Data distribution of a MPP system.

The goal is that all nodes work equally.

For a MPP system one would rather not distribute the data by date. The reason is that data is often requested in form of timeintervals, meaning that some nodes are idle.

Aggregations on a MPP system can be often done without any data exchange between the nodes.

Joins are more complex. Local joins are possible if the tables to be joined have the same distribution key. Otherwise one get a global join, which needs redistribution of data between the nodes.

The resdistribution overhead is critical to make the system valueable.

 

What means ACID?

Stands for Atomicity, Consistency, Isolation, Durability;

ACID gives guiding principles that can ensure database transactions can be processed reliably.

  • Atomicity: Essentially, an atomic transaction ensures that any commit you make finishes the entire operation successfully or, in cases of the connection being lost in the middle of an operation, the database is rolled back to its state prior to the commit being initiated.
  • Consistency: refers to maintaining data integrity constraints. If a databse enters into an illegal state the process will be aborted and changes roll back to their previous, legal state.
  • Isolation: Isolated transactions are considered to be "serializeable". Multiple transaction at the same time can only occur as long as the have no possibility to influence each other.

■ ■ ■ ■

Instruction 1: Reproduce the database notes verbatim, starting at "For a MPP system" and ending at "What means ACID?".
Instruction 2: Extend the database notes, picking up right after their final sentence.

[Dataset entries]

■ ■ ■ ■

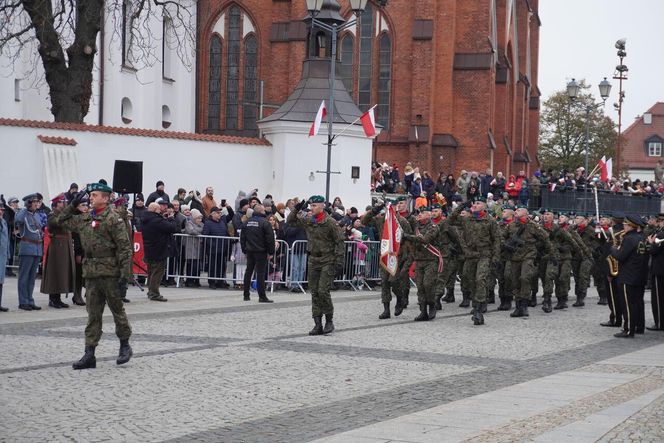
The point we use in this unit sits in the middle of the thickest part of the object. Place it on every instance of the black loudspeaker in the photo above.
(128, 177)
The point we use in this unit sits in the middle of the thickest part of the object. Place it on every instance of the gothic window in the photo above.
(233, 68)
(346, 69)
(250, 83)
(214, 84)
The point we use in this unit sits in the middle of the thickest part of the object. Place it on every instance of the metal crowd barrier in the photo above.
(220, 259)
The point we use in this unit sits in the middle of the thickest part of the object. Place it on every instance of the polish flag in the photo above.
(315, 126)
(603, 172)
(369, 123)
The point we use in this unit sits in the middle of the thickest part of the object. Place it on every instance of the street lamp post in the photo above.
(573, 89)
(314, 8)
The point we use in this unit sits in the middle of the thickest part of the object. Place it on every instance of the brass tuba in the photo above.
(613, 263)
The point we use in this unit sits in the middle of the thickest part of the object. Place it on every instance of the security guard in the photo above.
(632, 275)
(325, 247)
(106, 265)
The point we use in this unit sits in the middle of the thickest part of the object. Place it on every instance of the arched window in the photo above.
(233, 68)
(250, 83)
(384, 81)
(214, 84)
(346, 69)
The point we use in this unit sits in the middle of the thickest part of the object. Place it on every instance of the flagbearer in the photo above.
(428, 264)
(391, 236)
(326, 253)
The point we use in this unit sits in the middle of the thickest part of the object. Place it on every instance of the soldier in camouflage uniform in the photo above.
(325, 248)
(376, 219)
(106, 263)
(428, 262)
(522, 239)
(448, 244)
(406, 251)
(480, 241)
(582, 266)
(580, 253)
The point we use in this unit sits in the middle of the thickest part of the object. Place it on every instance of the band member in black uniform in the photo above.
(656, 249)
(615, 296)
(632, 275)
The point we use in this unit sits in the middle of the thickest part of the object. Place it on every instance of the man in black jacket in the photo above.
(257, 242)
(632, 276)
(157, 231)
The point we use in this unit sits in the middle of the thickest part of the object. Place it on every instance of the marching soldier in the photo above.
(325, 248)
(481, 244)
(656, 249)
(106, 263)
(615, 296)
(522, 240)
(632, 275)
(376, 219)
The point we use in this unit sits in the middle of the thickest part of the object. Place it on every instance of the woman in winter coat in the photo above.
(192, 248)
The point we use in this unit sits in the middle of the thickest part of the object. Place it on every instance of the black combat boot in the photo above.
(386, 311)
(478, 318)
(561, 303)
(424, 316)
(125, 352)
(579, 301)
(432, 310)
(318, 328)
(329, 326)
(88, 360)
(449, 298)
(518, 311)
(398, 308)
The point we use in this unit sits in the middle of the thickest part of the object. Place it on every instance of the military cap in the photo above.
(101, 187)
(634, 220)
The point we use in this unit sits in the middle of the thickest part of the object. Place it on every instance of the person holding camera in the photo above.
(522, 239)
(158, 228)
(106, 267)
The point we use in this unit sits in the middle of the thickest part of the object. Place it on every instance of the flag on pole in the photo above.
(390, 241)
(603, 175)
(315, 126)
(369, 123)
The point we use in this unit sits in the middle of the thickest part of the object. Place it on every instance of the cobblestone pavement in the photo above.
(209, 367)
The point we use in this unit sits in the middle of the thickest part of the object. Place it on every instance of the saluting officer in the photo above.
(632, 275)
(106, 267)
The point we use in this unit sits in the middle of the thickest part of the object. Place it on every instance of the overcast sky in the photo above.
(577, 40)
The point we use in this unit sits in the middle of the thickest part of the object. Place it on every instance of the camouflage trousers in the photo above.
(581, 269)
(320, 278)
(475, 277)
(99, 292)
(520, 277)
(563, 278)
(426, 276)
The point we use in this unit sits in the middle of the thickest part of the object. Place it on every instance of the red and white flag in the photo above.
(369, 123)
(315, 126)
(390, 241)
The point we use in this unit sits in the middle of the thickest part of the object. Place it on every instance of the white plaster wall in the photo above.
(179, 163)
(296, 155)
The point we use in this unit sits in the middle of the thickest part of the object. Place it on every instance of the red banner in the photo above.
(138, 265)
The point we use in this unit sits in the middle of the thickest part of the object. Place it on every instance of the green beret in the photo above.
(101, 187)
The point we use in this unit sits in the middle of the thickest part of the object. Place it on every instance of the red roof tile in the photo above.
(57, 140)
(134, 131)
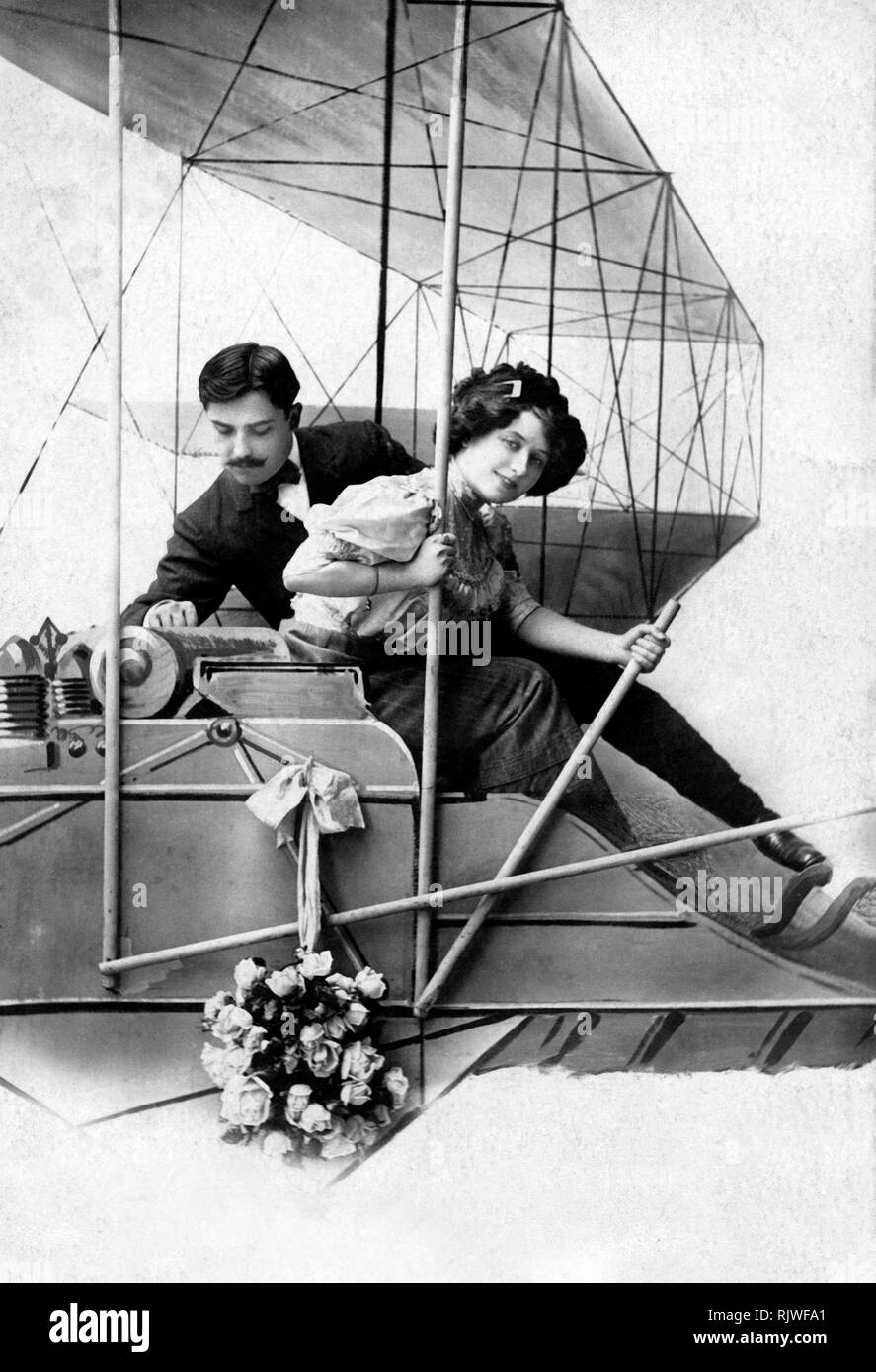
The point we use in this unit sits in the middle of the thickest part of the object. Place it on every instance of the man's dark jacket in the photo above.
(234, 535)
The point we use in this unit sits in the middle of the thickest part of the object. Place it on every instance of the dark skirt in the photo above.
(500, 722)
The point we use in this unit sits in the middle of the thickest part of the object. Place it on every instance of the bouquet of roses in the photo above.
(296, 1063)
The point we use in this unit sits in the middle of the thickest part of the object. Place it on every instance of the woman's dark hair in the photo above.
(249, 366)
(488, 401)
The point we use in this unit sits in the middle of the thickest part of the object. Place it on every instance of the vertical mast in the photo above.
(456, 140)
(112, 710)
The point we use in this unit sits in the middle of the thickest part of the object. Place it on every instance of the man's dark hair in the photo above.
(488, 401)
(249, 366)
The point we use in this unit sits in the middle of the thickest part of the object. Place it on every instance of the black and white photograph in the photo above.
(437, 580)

■ ■ ■ ■

Result 1:
For a MPP system one would rather not distribute the data by date. The reason is that data is often requested in form of timeintervals, meaning that some nodes are idle.

Aggregations on a MPP system can be often done without any data exchange between the nodes.

Joins are more complex. Local joins are possible if the tables to be joined have the same distribution key. Otherwise one get a global join, which needs redistribution of data between the nodes.

The resdistribution overhead is critical to make the system valueable.

 

What means ACID?

Result 2:
  • Durability: ensures that changes made to the database (transactions) that are successfully commited will survive permanently.

MPP System basically avoid Overhead necessary for Online Transaction Processing (OLTP). What does this mean?

 

  1. minimal locking: no row locks but table locks only
    • MPP is not approbriate for e-business systems, where constantly new entries need to be implemented on a table.
    • we have only bulk loads and do then queries
  2. column oriented design and compression
  3. small table redundancy replication instead of broadcasting
  4. no Redo-/Archive Logs: no point-in -time restore as we are used from a Oracle database. We actually don't need that because we can roll back.
  5. update = delete+insert

What is a database?

A databse system is a data management system that follows the ACID standard.

It consists of two important components. The database management system (DBSM) and the actuual database.

What is a relational database?

enable a structured storage of data.

relational databases use SQL

it is designed with the ER Diagram (Entity Relationship Diagram), which helps to explain the logical structure of databases.

 

What is a NoSQL database?

Relatively young technology that stores data in a unstructured form.

What are the advantages of database systems?

  1. Avoidance of redundancy.
  2. DBSM systems allow for complex data analysis methods.
  3. DBSM systems are request-optimized. data can be read very fast.